Stored items
★ ★ ★ ★

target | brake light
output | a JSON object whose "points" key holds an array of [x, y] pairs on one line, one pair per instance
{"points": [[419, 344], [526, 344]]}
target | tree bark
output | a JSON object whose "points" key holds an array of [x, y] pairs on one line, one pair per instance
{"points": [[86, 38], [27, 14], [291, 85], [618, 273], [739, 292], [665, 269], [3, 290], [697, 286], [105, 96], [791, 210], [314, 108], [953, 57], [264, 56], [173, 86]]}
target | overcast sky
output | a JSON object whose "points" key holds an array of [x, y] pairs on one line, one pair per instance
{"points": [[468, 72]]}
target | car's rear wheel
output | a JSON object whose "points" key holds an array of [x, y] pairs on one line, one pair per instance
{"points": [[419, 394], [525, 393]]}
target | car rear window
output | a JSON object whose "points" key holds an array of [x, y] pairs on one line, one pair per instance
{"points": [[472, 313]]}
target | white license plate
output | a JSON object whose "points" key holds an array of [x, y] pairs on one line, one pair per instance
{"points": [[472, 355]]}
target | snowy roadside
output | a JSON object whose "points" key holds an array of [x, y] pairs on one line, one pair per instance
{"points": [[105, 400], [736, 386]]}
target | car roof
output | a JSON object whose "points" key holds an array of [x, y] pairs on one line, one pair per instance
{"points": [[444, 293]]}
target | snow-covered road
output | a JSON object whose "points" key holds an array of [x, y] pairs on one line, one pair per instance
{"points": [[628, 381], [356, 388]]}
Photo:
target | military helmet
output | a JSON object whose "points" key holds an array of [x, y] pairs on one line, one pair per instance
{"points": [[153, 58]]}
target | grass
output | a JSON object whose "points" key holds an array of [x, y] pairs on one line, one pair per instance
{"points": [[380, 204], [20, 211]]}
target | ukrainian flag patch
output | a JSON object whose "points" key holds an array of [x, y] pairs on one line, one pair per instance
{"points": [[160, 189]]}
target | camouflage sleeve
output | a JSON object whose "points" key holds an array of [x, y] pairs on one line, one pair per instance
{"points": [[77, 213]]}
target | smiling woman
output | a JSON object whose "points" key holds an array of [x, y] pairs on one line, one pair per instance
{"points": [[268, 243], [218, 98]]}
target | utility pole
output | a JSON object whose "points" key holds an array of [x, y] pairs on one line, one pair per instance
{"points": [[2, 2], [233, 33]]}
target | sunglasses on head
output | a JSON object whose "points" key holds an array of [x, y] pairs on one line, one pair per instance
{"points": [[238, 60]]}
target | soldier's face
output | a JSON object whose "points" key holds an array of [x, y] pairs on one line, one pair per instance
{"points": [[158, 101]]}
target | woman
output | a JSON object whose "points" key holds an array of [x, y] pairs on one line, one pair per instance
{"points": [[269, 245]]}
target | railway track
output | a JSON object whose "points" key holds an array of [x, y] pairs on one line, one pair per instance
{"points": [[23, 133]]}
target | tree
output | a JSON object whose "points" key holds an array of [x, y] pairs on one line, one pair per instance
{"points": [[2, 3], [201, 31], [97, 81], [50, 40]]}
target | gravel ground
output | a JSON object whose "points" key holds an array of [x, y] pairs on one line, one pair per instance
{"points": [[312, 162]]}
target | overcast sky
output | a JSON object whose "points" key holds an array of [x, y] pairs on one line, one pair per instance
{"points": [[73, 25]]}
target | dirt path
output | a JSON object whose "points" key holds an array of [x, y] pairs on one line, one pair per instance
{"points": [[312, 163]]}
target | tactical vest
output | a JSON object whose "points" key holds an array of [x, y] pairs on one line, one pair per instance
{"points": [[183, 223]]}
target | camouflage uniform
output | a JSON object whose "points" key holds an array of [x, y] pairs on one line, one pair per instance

★ ★ ★ ★

| Problem to work on |
Please reproduce all of the entries exactly as they stand.

| The solution |
target | brake light
output | a JSON object whose "points" key holds an array of [x, y] pairs on one line, one pair per instance
{"points": [[419, 344], [526, 344]]}
target | tree bark
output | a JSON object whose "points" key holds an array of [x, y] pairs on one line, one pair per instance
{"points": [[86, 38], [27, 14], [291, 85], [618, 273], [739, 292], [665, 269], [3, 290], [697, 286], [105, 96], [791, 210], [314, 108], [953, 57], [264, 56], [173, 86]]}
target | overcast sky
output | a JSON object whose "points" key holds an array of [x, y] pairs on one line, one pair per instance
{"points": [[468, 72]]}
target | car's rear wheel
output | a JSON object whose "points" key holds an array of [x, y] pairs on one line, one pair per instance
{"points": [[419, 394], [525, 393]]}
target | car rear window
output | a JSON object whose "points" key holds an array of [x, y] pairs on one line, one pair per instance
{"points": [[472, 313]]}
target | white license plate
output | a JSON object whose "points" key holds an array of [x, y] pairs on one line, one pair per instance
{"points": [[472, 355]]}
target | snowy roadside
output | a JSON object whose "points" key holds an array of [x, y] pairs on one line, one pair per instance
{"points": [[105, 400], [736, 386]]}
target | car roof
output | a JSON object whose "points" key holds an array of [x, y] pairs on one line, one pair per instance
{"points": [[444, 293]]}
target | snow-covered road
output | a JSON object whose "points" key holds an array of [x, y] pairs on one line, one pair per instance
{"points": [[628, 381], [356, 388]]}
Photo:
target | military helmet
output | a JSON object whose "points" key holds an array of [x, y] pairs on one line, one pair per instance
{"points": [[153, 58]]}
target | grass
output | a JSON object whose "points" key holds an array of [x, y] pairs on one line, one pair per instance
{"points": [[380, 204], [20, 211]]}
target | ukrainian flag patch
output | a JSON object whose "points" key holds an array of [x, y] pairs on one line, one pair per instance
{"points": [[160, 189]]}
target | camouflage sleeve
output | a JSON object whose "points" key holds an array of [x, y] pairs on one line, one pair per instance
{"points": [[77, 213]]}
target | smiling woman
output | a JSON object whose "points" key holds an array of [x, y] pairs on one line, one pair per instance
{"points": [[268, 243], [218, 98]]}
target | utility pole
output | a JSON object whose "points" key holds an array of [x, y] pairs on one line, one pair per instance
{"points": [[2, 2], [233, 33]]}
target | sunglasses on head
output | a JSON object whose "points" key holds an array of [x, y] pairs on one line, one pair per instance
{"points": [[238, 60]]}
target | soldier's face
output | a JSON object whose "points" key holds an array of [x, y] pairs on one line, one pair per instance
{"points": [[158, 101]]}
target | woman
output | a JSON object whose "points" key holds an array of [x, y] pairs on one line, one pair per instance
{"points": [[269, 245]]}
target | railway track
output | a JSON object whose "points" key holds an array of [x, y] pairs on one line, one pair per instance
{"points": [[23, 133]]}
target | tree
output | a JSON object whose "points" key holds an array of [x, y] pairs on one line, one pair per instance
{"points": [[2, 3], [201, 31], [97, 81], [50, 40]]}
target | gravel ground
output | a JSON object whose "points" key holds an array of [x, y] pairs on one line, one pair per instance
{"points": [[312, 162]]}
target | overcast sky
output | a JSON object whose "points" key holds an array of [x, y] pairs on one line, one pair per instance
{"points": [[73, 25]]}
target | dirt path
output | a JSON object whose "points" key holds an array of [x, y] pairs on one line, one pair per instance
{"points": [[312, 163]]}
target | tactical vest
output | a JSON object whose "points" key holds an array of [x, y] pairs on one line, one pair per instance
{"points": [[183, 223]]}
target | camouflage uniform
output | a JSON object whose "points" key holds an array of [x, y] pairs on one line, one pair per instance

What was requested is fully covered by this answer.